───── AUSGANGSTEXT

Kirchengeschichte: Mittelalter

Titel/Untertitel:

The Revelations of St. Birgitta of Sweden. Vol. 2: Liber Caeles­tis, Books IV–V. Transl. by D. Searby. With Introductions and Notes by B. Morris.

Verlag:

Oxford: Oxford University Press 2008. XIX, 339 S. m. Abb. gr.8°. Lw. £ 40,00. ISBN 978-0-19-516626-2.

Rezensent:

Volker Leppin

Birgitta von Schweden gehört zu den herausragenden Gestalten der mittelalterlichen Frömmigkeitsgeschichte. Ihre Visionen, de­ren Sammlung die Revelationes caelestes darstellen, haben tief in die europäische Religionsgeschichte eingegriffen, vor allem da­durch, dass sie wie Katharina von Siena, mit göttlicher Autorität die avignonesischen Päpste nach Rom zurückrief. Im Verhältnis zu dieser kirchenpolitischen Wirkung hat ihre Theologie noch nicht die Aufmerksamkeit gewonnen, die sie verdient.

──────────
───── DATENAUSZUG

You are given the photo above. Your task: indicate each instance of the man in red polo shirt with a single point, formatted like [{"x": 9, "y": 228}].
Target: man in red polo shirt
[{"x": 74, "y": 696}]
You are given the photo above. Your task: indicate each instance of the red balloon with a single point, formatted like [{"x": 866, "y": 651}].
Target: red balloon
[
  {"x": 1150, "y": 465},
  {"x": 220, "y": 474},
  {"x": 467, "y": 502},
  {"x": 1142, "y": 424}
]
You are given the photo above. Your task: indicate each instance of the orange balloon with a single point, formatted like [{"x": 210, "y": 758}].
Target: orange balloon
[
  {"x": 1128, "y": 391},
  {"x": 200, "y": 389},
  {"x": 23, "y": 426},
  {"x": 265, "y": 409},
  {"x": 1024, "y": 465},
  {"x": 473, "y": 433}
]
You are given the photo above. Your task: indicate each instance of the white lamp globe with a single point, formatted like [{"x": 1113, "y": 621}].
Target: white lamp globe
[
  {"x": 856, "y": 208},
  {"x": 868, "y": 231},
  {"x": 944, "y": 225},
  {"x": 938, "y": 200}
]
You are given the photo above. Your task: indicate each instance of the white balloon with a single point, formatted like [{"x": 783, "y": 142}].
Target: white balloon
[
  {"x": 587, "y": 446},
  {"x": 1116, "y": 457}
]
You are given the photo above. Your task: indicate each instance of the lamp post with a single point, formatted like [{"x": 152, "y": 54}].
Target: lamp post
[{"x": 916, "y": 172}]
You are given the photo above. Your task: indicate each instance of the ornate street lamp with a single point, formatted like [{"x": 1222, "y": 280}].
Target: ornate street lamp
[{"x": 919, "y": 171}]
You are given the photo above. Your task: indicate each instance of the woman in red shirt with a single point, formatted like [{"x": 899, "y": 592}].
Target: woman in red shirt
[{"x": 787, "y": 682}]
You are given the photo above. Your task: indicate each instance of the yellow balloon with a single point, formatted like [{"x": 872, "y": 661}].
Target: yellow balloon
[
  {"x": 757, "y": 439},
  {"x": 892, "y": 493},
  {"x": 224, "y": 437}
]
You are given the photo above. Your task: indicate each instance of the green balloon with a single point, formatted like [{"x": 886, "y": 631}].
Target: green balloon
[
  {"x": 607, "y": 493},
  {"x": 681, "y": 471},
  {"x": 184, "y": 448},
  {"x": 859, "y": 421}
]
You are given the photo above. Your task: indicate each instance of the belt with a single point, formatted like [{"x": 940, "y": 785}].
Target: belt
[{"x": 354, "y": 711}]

──────────

AUFGABENLISTE:
A: Beantworte anhand der Rezension:
(i) Wer hat den Band übersetzt?
(ii) In welchem Jahr ist der Band erschienen?
(iii) Wohin rief Birgitta die avignonesischen Päpste zurück?
B: Gib aus der Rezension den Abschnitt von „Birgitta von Schweden“ bis einschließlich „die sie verdient.“ wörtlich aus.
C: Zähle alle Personen auf, die in der Rezension namentlich genannt werden, jede nur einmal.

LÖSUNGEN:
A:
(i) D. Searby
(ii) 2008
(iii) Nach Rom

B:
Birgitta von Schweden gehört zu den herausragenden Gestalten der mittelalterlichen Frömmigkeitsgeschichte. Ihre Visionen, de­ren Sammlung die Revelationes caelestes darstellen, haben tief in die europäische Religionsgeschichte eingegriffen, vor allem da­durch, dass sie wie Katharina von Siena, mit göttlicher Autorität die avignonesischen Päpste nach Rom zurückrief. Im Verhältnis zu dieser kirchenpolitischen Wirkung hat ihre Theologie noch nicht die Aufmerksamkeit gewonnen, die sie verdient.

C:
- Birgitta von Schweden
- D. Searby
- B. Morris
- Volker Leppin
- Katharina von Siena